• [Items from a data source]:
################
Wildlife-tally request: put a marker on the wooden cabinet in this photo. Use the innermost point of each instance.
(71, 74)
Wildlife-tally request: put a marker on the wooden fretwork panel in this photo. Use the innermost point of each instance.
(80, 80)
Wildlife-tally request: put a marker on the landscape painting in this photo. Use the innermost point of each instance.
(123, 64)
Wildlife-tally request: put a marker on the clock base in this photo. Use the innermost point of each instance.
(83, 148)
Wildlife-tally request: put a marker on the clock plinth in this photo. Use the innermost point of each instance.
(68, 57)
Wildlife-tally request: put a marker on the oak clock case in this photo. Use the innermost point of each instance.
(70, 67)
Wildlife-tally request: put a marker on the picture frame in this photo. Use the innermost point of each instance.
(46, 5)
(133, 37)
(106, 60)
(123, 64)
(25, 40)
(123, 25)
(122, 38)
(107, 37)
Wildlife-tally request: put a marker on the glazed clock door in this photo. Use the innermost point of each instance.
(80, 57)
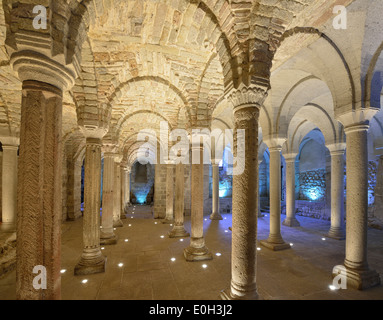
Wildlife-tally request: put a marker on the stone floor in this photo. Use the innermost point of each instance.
(147, 273)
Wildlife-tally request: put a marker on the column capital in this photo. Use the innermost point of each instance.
(275, 143)
(290, 157)
(109, 148)
(356, 118)
(10, 142)
(247, 96)
(35, 66)
(336, 148)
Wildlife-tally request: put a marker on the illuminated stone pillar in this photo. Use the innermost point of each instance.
(356, 269)
(178, 230)
(258, 194)
(123, 191)
(39, 181)
(215, 201)
(246, 103)
(9, 180)
(117, 223)
(275, 241)
(92, 261)
(337, 191)
(197, 250)
(290, 220)
(169, 218)
(107, 236)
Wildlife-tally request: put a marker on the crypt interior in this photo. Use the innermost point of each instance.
(106, 84)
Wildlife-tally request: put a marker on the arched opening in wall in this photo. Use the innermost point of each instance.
(142, 183)
(313, 177)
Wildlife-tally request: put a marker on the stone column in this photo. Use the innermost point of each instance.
(127, 188)
(107, 236)
(123, 192)
(178, 230)
(92, 261)
(117, 223)
(197, 250)
(169, 218)
(39, 189)
(246, 103)
(291, 220)
(275, 240)
(9, 180)
(215, 201)
(258, 194)
(356, 268)
(337, 191)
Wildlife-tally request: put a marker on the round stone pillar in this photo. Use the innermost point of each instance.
(117, 223)
(107, 235)
(169, 218)
(178, 230)
(337, 192)
(275, 240)
(39, 189)
(9, 181)
(245, 205)
(123, 191)
(215, 200)
(290, 220)
(356, 269)
(246, 102)
(92, 261)
(197, 250)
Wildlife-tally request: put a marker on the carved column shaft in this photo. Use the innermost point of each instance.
(178, 230)
(92, 260)
(107, 235)
(215, 201)
(169, 194)
(39, 191)
(9, 182)
(197, 251)
(291, 220)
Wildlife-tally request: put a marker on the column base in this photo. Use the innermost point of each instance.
(86, 267)
(216, 216)
(118, 224)
(336, 233)
(192, 254)
(168, 221)
(357, 279)
(106, 241)
(275, 246)
(227, 295)
(179, 232)
(291, 222)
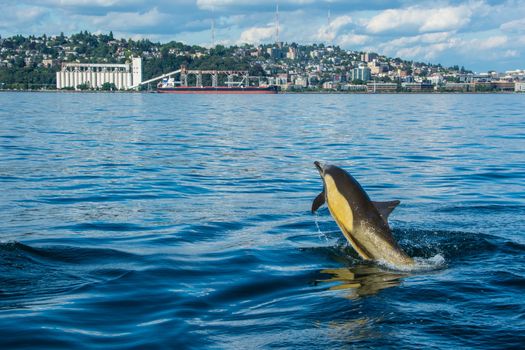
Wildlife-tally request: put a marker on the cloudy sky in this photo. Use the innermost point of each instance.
(478, 34)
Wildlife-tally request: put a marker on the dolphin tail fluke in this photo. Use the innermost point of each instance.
(385, 208)
(318, 201)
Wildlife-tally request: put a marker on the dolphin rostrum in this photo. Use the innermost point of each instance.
(364, 223)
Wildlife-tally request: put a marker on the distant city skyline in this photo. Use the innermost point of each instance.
(480, 35)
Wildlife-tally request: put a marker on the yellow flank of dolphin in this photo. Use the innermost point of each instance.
(342, 212)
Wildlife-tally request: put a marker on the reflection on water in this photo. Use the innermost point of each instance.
(362, 280)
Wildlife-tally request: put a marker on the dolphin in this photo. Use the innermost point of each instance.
(364, 223)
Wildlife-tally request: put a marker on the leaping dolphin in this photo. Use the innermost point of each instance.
(364, 223)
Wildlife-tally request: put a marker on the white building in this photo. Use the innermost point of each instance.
(94, 75)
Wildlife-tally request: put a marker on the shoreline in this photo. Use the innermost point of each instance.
(287, 92)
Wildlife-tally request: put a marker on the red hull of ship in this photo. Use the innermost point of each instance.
(218, 90)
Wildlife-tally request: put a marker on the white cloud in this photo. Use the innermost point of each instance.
(329, 31)
(517, 26)
(132, 20)
(255, 35)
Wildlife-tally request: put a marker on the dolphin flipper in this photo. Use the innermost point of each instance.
(318, 201)
(385, 208)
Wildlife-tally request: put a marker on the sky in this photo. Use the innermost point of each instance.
(480, 35)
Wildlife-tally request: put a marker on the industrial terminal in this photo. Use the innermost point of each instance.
(94, 75)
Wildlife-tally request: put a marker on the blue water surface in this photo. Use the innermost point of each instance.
(153, 221)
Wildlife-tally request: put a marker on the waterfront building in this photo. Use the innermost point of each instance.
(360, 73)
(368, 57)
(355, 88)
(381, 87)
(417, 87)
(436, 79)
(460, 87)
(94, 75)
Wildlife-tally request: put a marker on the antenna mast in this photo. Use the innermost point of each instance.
(329, 39)
(212, 28)
(277, 23)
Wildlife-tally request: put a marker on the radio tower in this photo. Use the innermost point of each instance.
(212, 28)
(329, 40)
(213, 32)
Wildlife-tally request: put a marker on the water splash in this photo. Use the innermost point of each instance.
(321, 234)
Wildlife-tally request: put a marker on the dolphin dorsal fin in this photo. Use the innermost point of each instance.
(385, 208)
(318, 201)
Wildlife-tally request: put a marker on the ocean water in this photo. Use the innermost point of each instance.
(154, 221)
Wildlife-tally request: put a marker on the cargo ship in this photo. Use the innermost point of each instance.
(169, 86)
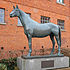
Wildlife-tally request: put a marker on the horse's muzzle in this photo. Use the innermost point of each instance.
(11, 15)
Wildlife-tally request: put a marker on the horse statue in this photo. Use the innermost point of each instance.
(34, 29)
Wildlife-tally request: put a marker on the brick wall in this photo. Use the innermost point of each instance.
(12, 37)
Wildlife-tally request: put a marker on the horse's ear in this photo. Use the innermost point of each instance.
(14, 7)
(17, 6)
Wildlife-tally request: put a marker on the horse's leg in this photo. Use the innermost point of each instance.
(53, 42)
(30, 44)
(58, 42)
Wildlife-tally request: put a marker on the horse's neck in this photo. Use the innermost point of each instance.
(23, 18)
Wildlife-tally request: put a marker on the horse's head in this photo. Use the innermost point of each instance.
(15, 12)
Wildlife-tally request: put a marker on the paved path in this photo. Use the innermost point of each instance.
(63, 69)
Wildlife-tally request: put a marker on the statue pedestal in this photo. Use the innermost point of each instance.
(42, 62)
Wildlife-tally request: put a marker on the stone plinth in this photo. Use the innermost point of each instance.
(42, 62)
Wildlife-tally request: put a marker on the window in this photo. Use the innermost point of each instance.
(60, 1)
(2, 14)
(61, 23)
(45, 19)
(19, 22)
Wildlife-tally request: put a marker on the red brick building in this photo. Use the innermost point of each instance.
(12, 35)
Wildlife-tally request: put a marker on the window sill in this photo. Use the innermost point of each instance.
(19, 25)
(60, 3)
(2, 23)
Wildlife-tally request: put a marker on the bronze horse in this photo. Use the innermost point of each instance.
(35, 29)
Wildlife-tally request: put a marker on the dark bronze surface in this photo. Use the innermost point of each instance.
(47, 64)
(39, 57)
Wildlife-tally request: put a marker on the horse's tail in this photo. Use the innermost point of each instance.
(60, 36)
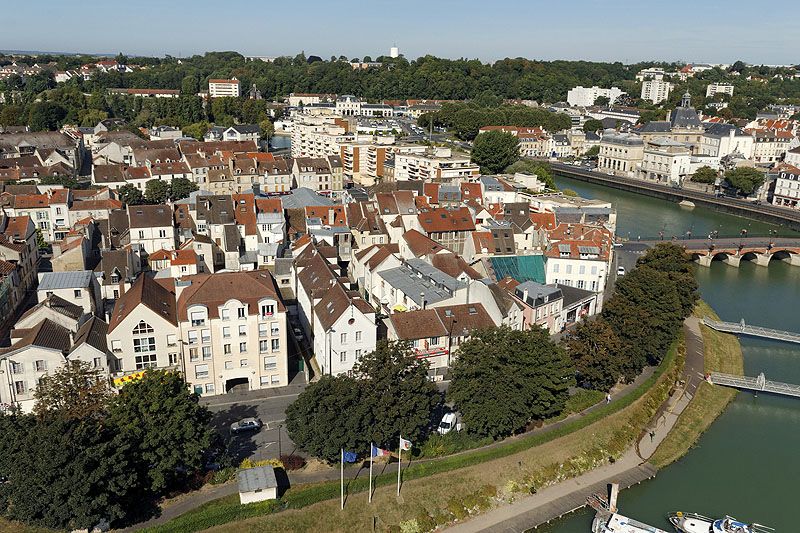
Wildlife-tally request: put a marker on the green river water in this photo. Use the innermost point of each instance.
(747, 464)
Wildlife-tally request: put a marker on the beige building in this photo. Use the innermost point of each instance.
(620, 154)
(233, 330)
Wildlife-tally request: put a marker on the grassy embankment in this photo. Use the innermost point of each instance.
(722, 353)
(438, 492)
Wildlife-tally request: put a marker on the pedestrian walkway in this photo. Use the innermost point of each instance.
(556, 500)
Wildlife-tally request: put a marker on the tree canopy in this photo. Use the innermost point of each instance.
(494, 151)
(502, 379)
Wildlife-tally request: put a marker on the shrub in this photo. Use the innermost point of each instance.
(292, 462)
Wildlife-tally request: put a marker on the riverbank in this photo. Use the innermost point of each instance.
(437, 494)
(723, 353)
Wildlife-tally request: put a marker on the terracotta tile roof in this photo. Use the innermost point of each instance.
(213, 290)
(440, 220)
(420, 245)
(145, 291)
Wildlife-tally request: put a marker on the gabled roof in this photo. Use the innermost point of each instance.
(145, 291)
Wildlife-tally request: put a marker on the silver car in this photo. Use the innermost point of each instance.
(246, 424)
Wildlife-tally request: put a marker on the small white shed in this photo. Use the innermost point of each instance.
(257, 484)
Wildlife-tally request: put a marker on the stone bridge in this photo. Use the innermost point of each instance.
(732, 251)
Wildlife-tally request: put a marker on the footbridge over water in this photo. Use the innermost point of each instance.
(733, 251)
(757, 384)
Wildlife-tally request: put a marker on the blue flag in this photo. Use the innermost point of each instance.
(349, 457)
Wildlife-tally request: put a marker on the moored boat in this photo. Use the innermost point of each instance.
(695, 523)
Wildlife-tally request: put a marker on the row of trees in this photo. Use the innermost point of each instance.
(88, 455)
(638, 323)
(157, 192)
(466, 118)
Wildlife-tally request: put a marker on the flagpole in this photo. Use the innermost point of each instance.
(342, 470)
(370, 471)
(399, 462)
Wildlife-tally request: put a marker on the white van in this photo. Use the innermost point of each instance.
(449, 422)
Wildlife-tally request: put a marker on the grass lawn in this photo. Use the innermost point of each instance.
(722, 353)
(437, 492)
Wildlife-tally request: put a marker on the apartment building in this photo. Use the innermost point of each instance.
(438, 164)
(656, 91)
(218, 88)
(233, 330)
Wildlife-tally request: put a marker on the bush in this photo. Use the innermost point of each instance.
(292, 462)
(223, 476)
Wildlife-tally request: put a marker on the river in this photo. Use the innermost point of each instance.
(746, 465)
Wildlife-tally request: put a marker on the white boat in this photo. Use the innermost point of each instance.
(616, 523)
(695, 523)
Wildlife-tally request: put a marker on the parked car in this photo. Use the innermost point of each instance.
(450, 421)
(246, 424)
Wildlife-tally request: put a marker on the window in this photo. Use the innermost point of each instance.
(144, 345)
(145, 361)
(201, 371)
(198, 318)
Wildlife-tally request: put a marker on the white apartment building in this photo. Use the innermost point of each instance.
(656, 91)
(437, 165)
(787, 187)
(719, 88)
(665, 161)
(585, 96)
(224, 88)
(233, 330)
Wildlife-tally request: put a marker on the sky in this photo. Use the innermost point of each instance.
(595, 30)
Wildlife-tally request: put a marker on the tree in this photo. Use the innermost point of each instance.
(595, 350)
(503, 379)
(704, 175)
(745, 179)
(538, 168)
(130, 195)
(165, 425)
(397, 389)
(181, 188)
(74, 391)
(156, 191)
(329, 415)
(493, 151)
(592, 125)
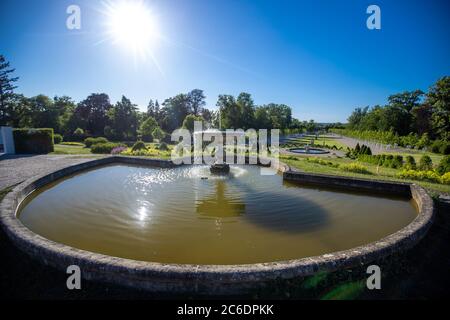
################
• [Required task]:
List each line in the records above that contains the word "wooden". Case counts.

• [Result for this exercise]:
Wildlife-tally request: put a marker on the wooden cabinet in this photo. Use the innermost point of each instance.
Wildlife-tally request: put a marker on the wooden fretwork panel in this photo. Use the innermost point of each instance.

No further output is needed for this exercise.